_Try it_
Print out the records precisely, keeping each line identical to its source.

Recorded data
------------------------------
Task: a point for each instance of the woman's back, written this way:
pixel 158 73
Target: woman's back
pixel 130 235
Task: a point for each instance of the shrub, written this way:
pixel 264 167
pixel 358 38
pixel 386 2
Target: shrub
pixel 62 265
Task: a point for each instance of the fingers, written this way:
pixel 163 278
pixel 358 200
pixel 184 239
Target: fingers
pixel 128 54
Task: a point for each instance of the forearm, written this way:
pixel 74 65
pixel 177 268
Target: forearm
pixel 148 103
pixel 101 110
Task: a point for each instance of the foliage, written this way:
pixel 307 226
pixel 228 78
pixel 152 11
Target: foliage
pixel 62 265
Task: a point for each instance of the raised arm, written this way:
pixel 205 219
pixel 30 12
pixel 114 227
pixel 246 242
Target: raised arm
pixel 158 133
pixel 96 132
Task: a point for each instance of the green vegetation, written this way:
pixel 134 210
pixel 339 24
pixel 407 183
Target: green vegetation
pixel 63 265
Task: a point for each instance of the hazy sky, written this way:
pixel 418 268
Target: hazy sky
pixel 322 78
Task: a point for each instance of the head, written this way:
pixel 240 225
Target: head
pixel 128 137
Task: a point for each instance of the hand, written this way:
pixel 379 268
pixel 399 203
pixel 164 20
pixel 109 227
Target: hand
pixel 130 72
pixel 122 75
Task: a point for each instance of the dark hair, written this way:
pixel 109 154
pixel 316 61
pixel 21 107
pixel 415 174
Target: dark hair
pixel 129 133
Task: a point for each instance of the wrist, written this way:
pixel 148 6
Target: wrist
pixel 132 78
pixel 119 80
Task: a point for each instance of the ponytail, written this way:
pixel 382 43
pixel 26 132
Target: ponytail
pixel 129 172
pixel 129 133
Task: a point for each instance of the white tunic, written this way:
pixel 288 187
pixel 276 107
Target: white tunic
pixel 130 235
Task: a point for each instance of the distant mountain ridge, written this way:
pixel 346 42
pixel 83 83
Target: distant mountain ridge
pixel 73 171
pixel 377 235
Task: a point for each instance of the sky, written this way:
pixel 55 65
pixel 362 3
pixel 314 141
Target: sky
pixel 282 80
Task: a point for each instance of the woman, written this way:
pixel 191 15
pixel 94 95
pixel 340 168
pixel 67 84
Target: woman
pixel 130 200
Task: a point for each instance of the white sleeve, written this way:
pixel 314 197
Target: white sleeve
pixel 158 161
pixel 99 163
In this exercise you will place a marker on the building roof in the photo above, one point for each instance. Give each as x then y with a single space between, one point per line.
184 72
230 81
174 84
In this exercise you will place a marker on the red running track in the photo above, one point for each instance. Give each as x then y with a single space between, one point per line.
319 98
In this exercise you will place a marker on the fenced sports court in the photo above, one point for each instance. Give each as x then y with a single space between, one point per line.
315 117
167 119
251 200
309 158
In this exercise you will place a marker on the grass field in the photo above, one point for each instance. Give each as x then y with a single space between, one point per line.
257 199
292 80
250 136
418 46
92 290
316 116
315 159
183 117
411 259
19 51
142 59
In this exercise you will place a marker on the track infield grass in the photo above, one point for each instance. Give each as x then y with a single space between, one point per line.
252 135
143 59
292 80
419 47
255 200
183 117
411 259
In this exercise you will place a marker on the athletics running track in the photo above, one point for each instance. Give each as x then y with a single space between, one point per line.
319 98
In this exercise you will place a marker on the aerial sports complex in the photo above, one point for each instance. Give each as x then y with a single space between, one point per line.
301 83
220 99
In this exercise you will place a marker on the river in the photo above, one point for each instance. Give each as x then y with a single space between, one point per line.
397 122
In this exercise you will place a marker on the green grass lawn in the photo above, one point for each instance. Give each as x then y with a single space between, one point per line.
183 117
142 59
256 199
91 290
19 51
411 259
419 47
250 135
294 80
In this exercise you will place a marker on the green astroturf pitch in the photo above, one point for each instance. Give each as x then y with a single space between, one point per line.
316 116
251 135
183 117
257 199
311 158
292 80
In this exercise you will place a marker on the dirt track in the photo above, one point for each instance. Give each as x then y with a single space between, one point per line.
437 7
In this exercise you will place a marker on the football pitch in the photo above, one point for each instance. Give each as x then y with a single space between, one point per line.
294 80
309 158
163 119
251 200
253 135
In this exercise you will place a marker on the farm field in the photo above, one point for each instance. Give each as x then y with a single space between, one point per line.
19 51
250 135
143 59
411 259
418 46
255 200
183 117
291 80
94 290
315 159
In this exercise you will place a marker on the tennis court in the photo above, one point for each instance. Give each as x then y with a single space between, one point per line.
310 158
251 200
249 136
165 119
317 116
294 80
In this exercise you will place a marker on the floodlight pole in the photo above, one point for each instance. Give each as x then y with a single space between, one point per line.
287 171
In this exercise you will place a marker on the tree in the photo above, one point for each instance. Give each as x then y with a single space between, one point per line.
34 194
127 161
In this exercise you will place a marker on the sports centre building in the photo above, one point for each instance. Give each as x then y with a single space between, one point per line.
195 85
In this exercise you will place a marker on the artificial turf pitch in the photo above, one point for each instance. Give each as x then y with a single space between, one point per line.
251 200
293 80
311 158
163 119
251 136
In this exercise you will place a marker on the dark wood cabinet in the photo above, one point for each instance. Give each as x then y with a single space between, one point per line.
------------------------------
_Answer for this exercise_
Task: a point for each instance of the woman's back, written this way:
pixel 158 73
Target: woman's back
pixel 130 235
Task: a point for each instance of the shrub, written this way:
pixel 264 167
pixel 358 38
pixel 386 2
Target: shrub
pixel 62 265
Task: a point for each instance of the fingers, written this way:
pixel 163 278
pixel 358 200
pixel 184 239
Target: fingers
pixel 128 54
Task: a point for each instance of the forearm, written this way:
pixel 74 65
pixel 177 268
Target: forearm
pixel 148 103
pixel 101 110
Task: a point for each instance of the foliage, written this way:
pixel 307 226
pixel 228 78
pixel 152 11
Target: foliage
pixel 62 265
Task: a point for each instance of the raised arm, written this way:
pixel 205 219
pixel 30 12
pixel 114 227
pixel 246 242
Target: raised arm
pixel 158 133
pixel 96 132
Task: a point for each instance of the green vegetation, written this way:
pixel 134 210
pixel 339 24
pixel 407 183
Target: green vegetation
pixel 63 265
Task: a point for each instance of the hazy sky, written this way:
pixel 418 268
Target: hazy sky
pixel 322 78
Task: a point for each instance of the head, written this way:
pixel 240 225
Target: head
pixel 128 137
Task: a point for each instance of the hand, written this way:
pixel 379 268
pixel 399 203
pixel 164 20
pixel 109 227
Target: hand
pixel 130 72
pixel 122 75
Task: a point for each instance of the dark hair, written this way:
pixel 109 154
pixel 316 61
pixel 21 107
pixel 415 174
Target: dark hair
pixel 129 133
Task: a point for each instance of the wrist, written this way:
pixel 148 6
Target: wrist
pixel 132 78
pixel 119 80
Task: a point for each instance of the ponytail, written this way:
pixel 382 43
pixel 26 132
Target: ponytail
pixel 129 172
pixel 129 133
Task: a point for each instance of the white tunic, written this way:
pixel 288 187
pixel 276 107
Target: white tunic
pixel 130 235
Task: a point for each instance of the distant mountain ridge, written this way:
pixel 346 42
pixel 83 83
Target: distant mountain ridge
pixel 73 171
pixel 377 235
Task: a point for each instance of the sky, written this way:
pixel 55 65
pixel 362 3
pixel 314 141
Target: sky
pixel 282 80
Task: a point for each instance of the woman, written this way:
pixel 191 15
pixel 94 95
pixel 340 168
pixel 67 84
Target: woman
pixel 130 200
Task: a point for each instance of the white sleeve, written this way:
pixel 314 197
Target: white sleeve
pixel 158 161
pixel 99 163
In this exercise you will place a marker on the building roof in the photo above, one point for each instance. Give each as x then y with a single space between, one point per line.
184 72
230 81
174 84
In this exercise you will place a marker on the red running track in the photo above, one point for each instance. Give each as x then y with a single space between, one point per line.
319 98
In this exercise you will place a marker on the fenced sports court in the photo above, one point for each instance. Give each as x then y with a single space between, one point per line.
315 117
167 119
251 200
309 158
In this exercise you will place a marker on the grass field in the photo above, one point for each instance. Give each as x then y with a single space between, one point per line.
257 199
292 80
250 136
418 46
92 290
316 116
315 159
183 117
411 259
19 51
142 59
In this exercise you will place a marker on the track infield grass in the photo above, one point for each instance. Give each as x then y with a single space between, one point per line.
252 135
143 59
292 80
419 47
255 200
183 117
411 259
In this exercise you will place a marker on the athletics running track in the photo above, one point for each instance. Give each as x then y with a single space between, one point per line.
319 98
In this exercise you will place a marker on the aerial sports complex in the photo above, one point for each instance. Give each as x then y with a single space between, one point per line.
301 83
220 99
In this exercise you will place a marker on the river in the photo above, one point for each instance. Give each as x then y with a single space between, one point per line.
397 122
In this exercise you will place a marker on the green grass lawn in the photo above, one point for each instance. Give each as x then y with a single space between, one point per line.
183 117
142 59
256 199
91 290
19 51
411 259
419 47
250 135
294 80
In this exercise you will place a marker on the green astroturf pitch in the photo above, one point for each instance. Give each as x then y with a single space between, one point per line.
316 116
251 135
183 117
257 199
311 158
292 80
In this exercise you will place a marker on the dirt track in the photo above, one point for each instance. Give each as x then y with a single space between, one point per line.
437 7
In this exercise you will place a marker on the football pitch in the photo above, one point for each instance. Give each as x then y with a single space between, one point per line.
294 80
309 158
163 119
251 200
253 135
In this exercise you will place a marker on the farm field in the photo above, one point for each instance. Give each as x then y with a single space between, one point per line.
19 51
250 135
143 59
411 259
418 46
255 200
183 117
291 80
94 290
315 159
In this exercise you will place a marker on the tennis court in the photo above, one point for each instance. Give each as x then y with a single space between, one point per line.
310 158
251 200
249 136
165 119
317 116
294 80
In this exercise you will place a marker on the floodlight pole in the photo above, one point for each instance. Give each as x then y with a single space between, one point per line.
287 171
In this exercise you will place a marker on the tree in the photo above, one point for each instance. Give each as x then y with a single space between, one point per line.
34 194
127 161
In this exercise you will place a marker on the sports centre building in the photo above, one point for each instance. Give each as x then y with a single space between, one point per line.
195 85
In this exercise you will place a marker on the artificial turf pitch in the photo above, one point for each instance. Give each as x then y with a single space between, one point per line.
251 200
293 80
311 158
163 119
251 136
In this exercise you will place a marker on the dark wood cabinet in the photo above, one point for each instance. Give each as x then y with a single space between, one point per line.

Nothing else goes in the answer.